### Work required
In your copy, repeat the records exactly and leave out the pictures.

[Given records start]

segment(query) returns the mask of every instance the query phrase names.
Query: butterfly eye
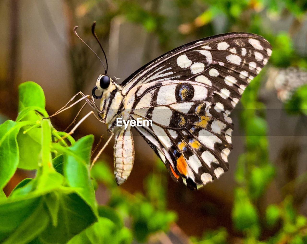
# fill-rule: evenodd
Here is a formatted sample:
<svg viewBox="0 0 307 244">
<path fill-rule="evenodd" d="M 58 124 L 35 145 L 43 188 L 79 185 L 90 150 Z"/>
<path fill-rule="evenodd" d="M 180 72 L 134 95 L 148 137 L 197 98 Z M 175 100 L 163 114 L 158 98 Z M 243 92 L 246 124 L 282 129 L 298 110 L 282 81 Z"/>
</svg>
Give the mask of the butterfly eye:
<svg viewBox="0 0 307 244">
<path fill-rule="evenodd" d="M 103 76 L 100 79 L 99 84 L 103 89 L 107 88 L 111 82 L 111 79 L 108 76 Z"/>
</svg>

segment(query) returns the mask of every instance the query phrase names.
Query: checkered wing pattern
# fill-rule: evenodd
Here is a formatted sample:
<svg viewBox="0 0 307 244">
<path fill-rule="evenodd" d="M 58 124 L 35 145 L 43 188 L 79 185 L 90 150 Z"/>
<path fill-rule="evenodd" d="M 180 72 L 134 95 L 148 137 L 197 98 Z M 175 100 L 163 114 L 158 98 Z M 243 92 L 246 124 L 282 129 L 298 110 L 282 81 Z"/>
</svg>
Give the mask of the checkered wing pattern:
<svg viewBox="0 0 307 244">
<path fill-rule="evenodd" d="M 135 128 L 175 180 L 195 189 L 228 170 L 228 115 L 271 53 L 258 36 L 220 35 L 170 51 L 122 84 L 131 118 L 153 121 Z"/>
</svg>

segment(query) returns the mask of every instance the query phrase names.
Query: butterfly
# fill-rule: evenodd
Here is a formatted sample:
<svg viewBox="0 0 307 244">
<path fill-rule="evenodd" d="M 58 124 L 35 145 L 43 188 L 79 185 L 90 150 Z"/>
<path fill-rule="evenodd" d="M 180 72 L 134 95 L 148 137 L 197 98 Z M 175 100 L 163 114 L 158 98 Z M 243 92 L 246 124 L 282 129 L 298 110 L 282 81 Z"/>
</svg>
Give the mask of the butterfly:
<svg viewBox="0 0 307 244">
<path fill-rule="evenodd" d="M 93 34 L 103 51 L 93 26 Z M 191 189 L 212 181 L 228 170 L 233 128 L 229 116 L 271 53 L 270 43 L 257 35 L 219 35 L 169 51 L 120 84 L 107 75 L 107 68 L 98 77 L 93 96 L 83 98 L 115 137 L 117 184 L 127 180 L 134 155 L 131 126 L 125 129 L 117 126 L 119 118 L 151 120 L 151 126 L 134 128 L 172 178 Z M 97 95 L 97 91 L 101 95 Z M 93 97 L 101 99 L 99 107 Z"/>
</svg>

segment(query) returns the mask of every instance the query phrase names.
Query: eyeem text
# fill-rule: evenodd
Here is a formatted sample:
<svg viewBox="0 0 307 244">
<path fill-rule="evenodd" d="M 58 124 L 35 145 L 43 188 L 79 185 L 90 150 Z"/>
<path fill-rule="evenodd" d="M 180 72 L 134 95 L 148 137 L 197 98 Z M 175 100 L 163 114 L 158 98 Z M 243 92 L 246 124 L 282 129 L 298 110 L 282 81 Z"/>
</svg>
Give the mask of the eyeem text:
<svg viewBox="0 0 307 244">
<path fill-rule="evenodd" d="M 136 120 L 134 119 L 128 119 L 126 121 L 123 119 L 122 118 L 118 118 L 116 119 L 116 126 L 121 127 L 125 125 L 125 129 L 126 130 L 130 124 L 130 126 L 138 127 L 143 126 L 152 126 L 153 121 L 151 119 L 143 119 L 142 118 L 138 118 Z"/>
</svg>

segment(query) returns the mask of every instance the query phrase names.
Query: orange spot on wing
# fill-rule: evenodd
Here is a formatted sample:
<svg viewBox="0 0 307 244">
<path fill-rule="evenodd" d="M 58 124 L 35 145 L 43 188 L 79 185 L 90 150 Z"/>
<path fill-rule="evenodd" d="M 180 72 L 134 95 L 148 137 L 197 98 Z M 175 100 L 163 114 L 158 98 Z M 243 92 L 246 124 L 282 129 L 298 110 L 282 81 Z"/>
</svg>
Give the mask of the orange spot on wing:
<svg viewBox="0 0 307 244">
<path fill-rule="evenodd" d="M 172 171 L 172 173 L 173 174 L 173 175 L 176 179 L 178 180 L 178 178 L 179 178 L 179 176 L 176 173 L 175 170 L 174 170 L 174 169 L 173 168 L 173 167 L 172 167 L 172 165 L 169 165 L 169 168 L 171 168 L 171 171 Z"/>
<path fill-rule="evenodd" d="M 191 142 L 189 142 L 189 144 L 193 148 L 195 148 L 196 149 L 198 149 L 200 146 L 200 143 L 198 141 L 196 140 L 194 140 Z"/>
<path fill-rule="evenodd" d="M 179 126 L 183 126 L 185 124 L 185 119 L 182 115 L 181 115 L 179 118 L 180 121 L 178 124 Z"/>
<path fill-rule="evenodd" d="M 187 162 L 182 155 L 177 160 L 177 169 L 181 174 L 186 175 Z"/>
<path fill-rule="evenodd" d="M 210 120 L 210 118 L 207 116 L 201 116 L 200 118 L 200 120 L 195 123 L 195 125 L 196 126 L 206 128 L 208 122 Z"/>
<path fill-rule="evenodd" d="M 182 149 L 186 145 L 186 144 L 184 141 L 181 141 L 178 144 L 178 148 L 181 150 L 182 150 Z"/>
<path fill-rule="evenodd" d="M 203 107 L 203 105 L 202 103 L 201 103 L 196 107 L 195 111 L 196 114 L 199 114 L 200 112 L 200 110 Z"/>
</svg>

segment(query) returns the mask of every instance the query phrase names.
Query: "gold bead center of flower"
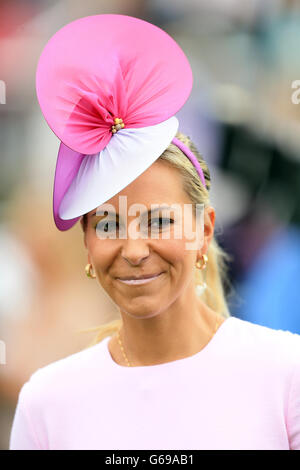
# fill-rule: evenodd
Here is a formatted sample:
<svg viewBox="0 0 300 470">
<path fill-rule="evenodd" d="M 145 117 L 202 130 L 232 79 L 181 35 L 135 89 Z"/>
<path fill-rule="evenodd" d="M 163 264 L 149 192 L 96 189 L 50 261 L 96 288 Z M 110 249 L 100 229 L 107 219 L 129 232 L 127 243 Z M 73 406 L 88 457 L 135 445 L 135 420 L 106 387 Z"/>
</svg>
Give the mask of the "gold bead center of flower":
<svg viewBox="0 0 300 470">
<path fill-rule="evenodd" d="M 118 132 L 120 129 L 123 129 L 125 127 L 125 124 L 123 122 L 123 119 L 121 118 L 114 118 L 114 125 L 111 126 L 111 131 L 113 134 Z"/>
</svg>

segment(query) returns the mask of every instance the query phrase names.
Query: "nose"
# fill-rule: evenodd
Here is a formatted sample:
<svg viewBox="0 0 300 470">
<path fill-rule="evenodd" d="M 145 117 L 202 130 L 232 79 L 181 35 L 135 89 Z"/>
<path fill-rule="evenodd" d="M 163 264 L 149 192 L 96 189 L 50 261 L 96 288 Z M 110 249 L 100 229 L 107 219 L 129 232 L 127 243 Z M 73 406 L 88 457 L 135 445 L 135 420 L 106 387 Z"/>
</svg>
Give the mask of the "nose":
<svg viewBox="0 0 300 470">
<path fill-rule="evenodd" d="M 131 265 L 139 265 L 149 256 L 149 247 L 145 240 L 127 239 L 122 246 L 121 255 Z"/>
</svg>

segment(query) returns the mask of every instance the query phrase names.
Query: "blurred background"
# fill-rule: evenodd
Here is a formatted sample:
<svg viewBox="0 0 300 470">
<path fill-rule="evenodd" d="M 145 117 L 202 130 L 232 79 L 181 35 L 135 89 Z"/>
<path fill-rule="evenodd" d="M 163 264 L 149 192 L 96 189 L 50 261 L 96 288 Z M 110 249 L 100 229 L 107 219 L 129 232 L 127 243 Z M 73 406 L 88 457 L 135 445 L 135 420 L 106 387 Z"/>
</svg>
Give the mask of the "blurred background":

[Given records end]

### Problem solution
segment(query) returns the mask of every instance the query phrase names.
Query: butterfly eye
# fill-rule: evenodd
Here is a formatted sample:
<svg viewBox="0 0 307 244">
<path fill-rule="evenodd" d="M 58 124 L 35 145 L 43 188 L 79 185 L 90 150 Z"/>
<path fill-rule="evenodd" d="M 180 72 L 134 95 L 148 137 L 197 98 Z M 175 100 L 163 114 L 158 98 Z M 243 92 L 246 124 L 282 129 L 298 110 L 282 81 Z"/>
</svg>
Give the mask of the butterfly eye:
<svg viewBox="0 0 307 244">
<path fill-rule="evenodd" d="M 103 76 L 100 79 L 99 84 L 103 89 L 107 88 L 111 82 L 111 79 L 108 76 Z"/>
</svg>

segment(query) returns the mask of every instance the query phrase names.
Query: checkered wing pattern
# fill-rule: evenodd
Here is a formatted sample:
<svg viewBox="0 0 307 244">
<path fill-rule="evenodd" d="M 58 124 L 35 145 L 43 188 L 79 185 L 90 150 Z"/>
<path fill-rule="evenodd" d="M 180 72 L 134 95 L 148 137 L 197 98 Z M 175 100 L 163 114 L 158 98 Z M 243 92 L 246 124 L 282 129 L 298 110 L 282 81 Z"/>
</svg>
Give the mask of the checkered wing pattern:
<svg viewBox="0 0 307 244">
<path fill-rule="evenodd" d="M 135 128 L 175 180 L 195 189 L 228 170 L 228 115 L 271 53 L 258 36 L 220 35 L 170 51 L 122 84 L 131 118 L 153 121 Z"/>
</svg>

segment(query) returns the mask of every instance the query phrase names.
Query: butterfly
# fill-rule: evenodd
Here is a formatted sample:
<svg viewBox="0 0 307 244">
<path fill-rule="evenodd" d="M 58 124 L 35 145 L 43 188 L 79 185 L 90 150 Z"/>
<path fill-rule="evenodd" d="M 180 72 L 134 95 L 148 137 L 197 98 Z M 175 100 L 163 114 L 158 98 Z M 243 92 L 246 124 L 282 129 L 298 110 L 282 81 Z"/>
</svg>
Give the mask of the butterfly:
<svg viewBox="0 0 307 244">
<path fill-rule="evenodd" d="M 93 34 L 103 51 L 93 26 Z M 191 189 L 212 181 L 228 170 L 233 128 L 229 116 L 271 53 L 270 43 L 257 35 L 219 35 L 169 51 L 120 84 L 107 75 L 107 68 L 98 77 L 93 96 L 83 98 L 115 137 L 117 184 L 127 180 L 134 155 L 131 126 L 125 129 L 117 126 L 119 118 L 151 120 L 151 126 L 134 128 L 172 178 Z M 97 95 L 97 91 L 101 95 Z M 93 97 L 101 99 L 99 107 Z"/>
</svg>

segment(query) returns the mask of every instance the query phrase names.
Query: eyeem text
# fill-rule: evenodd
Here is a formatted sample:
<svg viewBox="0 0 307 244">
<path fill-rule="evenodd" d="M 58 124 L 35 145 L 43 188 L 79 185 L 90 150 Z"/>
<path fill-rule="evenodd" d="M 180 72 L 134 95 L 148 137 L 197 98 Z M 175 100 L 163 114 L 158 98 Z M 243 92 L 246 124 L 282 129 L 298 110 L 282 81 Z"/>
</svg>
Give the mask of the eyeem text:
<svg viewBox="0 0 307 244">
<path fill-rule="evenodd" d="M 136 120 L 134 119 L 128 119 L 126 121 L 123 119 L 122 118 L 118 118 L 116 119 L 116 126 L 121 127 L 125 125 L 125 129 L 126 130 L 130 124 L 130 126 L 138 127 L 143 126 L 152 126 L 153 121 L 151 119 L 143 119 L 142 118 L 138 118 Z"/>
</svg>

segment(query) returns the mask of every instance the query phrase names.
Query: orange spot on wing
# fill-rule: evenodd
Here is a formatted sample:
<svg viewBox="0 0 307 244">
<path fill-rule="evenodd" d="M 58 124 L 35 145 L 43 188 L 79 185 L 90 150 Z"/>
<path fill-rule="evenodd" d="M 180 72 L 134 95 L 148 137 L 197 98 Z M 175 100 L 163 114 L 158 98 Z M 243 92 L 246 124 L 282 129 L 298 110 L 282 81 Z"/>
</svg>
Give the mask of the orange spot on wing:
<svg viewBox="0 0 307 244">
<path fill-rule="evenodd" d="M 172 171 L 172 173 L 173 174 L 173 175 L 176 179 L 178 180 L 178 178 L 179 178 L 179 176 L 176 173 L 175 170 L 174 170 L 174 169 L 173 168 L 173 167 L 172 167 L 172 165 L 169 165 L 169 168 L 171 168 L 171 171 Z"/>
<path fill-rule="evenodd" d="M 191 142 L 189 142 L 189 144 L 193 148 L 195 148 L 196 149 L 198 149 L 200 146 L 200 143 L 198 141 L 196 140 L 194 140 Z"/>
<path fill-rule="evenodd" d="M 179 126 L 183 126 L 185 124 L 185 119 L 182 115 L 181 115 L 179 118 L 180 121 L 178 124 Z"/>
<path fill-rule="evenodd" d="M 187 162 L 182 155 L 177 160 L 177 169 L 181 174 L 186 175 Z"/>
<path fill-rule="evenodd" d="M 210 120 L 210 118 L 207 116 L 201 116 L 200 118 L 200 120 L 195 123 L 195 125 L 196 126 L 206 128 L 208 122 Z"/>
<path fill-rule="evenodd" d="M 182 149 L 186 145 L 186 144 L 184 141 L 181 141 L 178 144 L 178 148 L 181 150 L 182 150 Z"/>
<path fill-rule="evenodd" d="M 203 107 L 203 105 L 202 103 L 201 103 L 196 107 L 195 111 L 196 114 L 199 114 L 200 112 L 200 110 Z"/>
</svg>

segment(query) returns the mask of every instance the query phrase names.
Query: "gold bead center of flower"
# fill-rule: evenodd
Here is a formatted sample:
<svg viewBox="0 0 300 470">
<path fill-rule="evenodd" d="M 145 117 L 202 130 L 232 79 L 181 35 L 135 89 Z"/>
<path fill-rule="evenodd" d="M 163 264 L 149 192 L 96 189 L 50 261 L 96 288 Z M 110 249 L 100 229 L 107 219 L 129 232 L 127 243 Z M 73 406 L 88 457 L 135 445 L 135 420 L 106 387 Z"/>
</svg>
Give the mask of the "gold bead center of flower":
<svg viewBox="0 0 300 470">
<path fill-rule="evenodd" d="M 118 132 L 120 129 L 123 129 L 125 127 L 125 124 L 123 122 L 123 119 L 121 118 L 114 118 L 114 125 L 111 126 L 111 131 L 113 134 Z"/>
</svg>

segment(query) returns the mask of every instance the query phrase names.
Query: "nose"
# fill-rule: evenodd
Here is a formatted sample:
<svg viewBox="0 0 300 470">
<path fill-rule="evenodd" d="M 145 117 L 202 130 L 232 79 L 181 35 L 135 89 Z"/>
<path fill-rule="evenodd" d="M 163 264 L 149 192 L 96 189 L 50 261 L 96 288 Z M 110 249 L 100 229 L 107 219 L 129 232 L 127 243 Z M 73 406 L 88 457 L 135 445 L 135 420 L 106 387 Z"/>
</svg>
Give the mask of the "nose":
<svg viewBox="0 0 300 470">
<path fill-rule="evenodd" d="M 131 265 L 139 265 L 149 256 L 149 247 L 145 240 L 127 239 L 122 246 L 121 255 Z"/>
</svg>

segment(query) returns the mask of every instance the query phrase names.
Query: "blurred background"
# fill-rule: evenodd
Here is a formatted sample:
<svg viewBox="0 0 300 470">
<path fill-rule="evenodd" d="M 145 117 L 202 130 L 232 79 L 181 35 L 135 89 Z"/>
<path fill-rule="evenodd" d="M 163 264 L 149 192 L 96 189 L 50 261 L 96 288 Z M 110 249 L 100 229 L 107 219 L 129 232 L 127 243 Z M 73 406 L 88 457 L 135 445 L 135 420 L 106 387 Z"/>
</svg>
Give the mask of the "blurred background":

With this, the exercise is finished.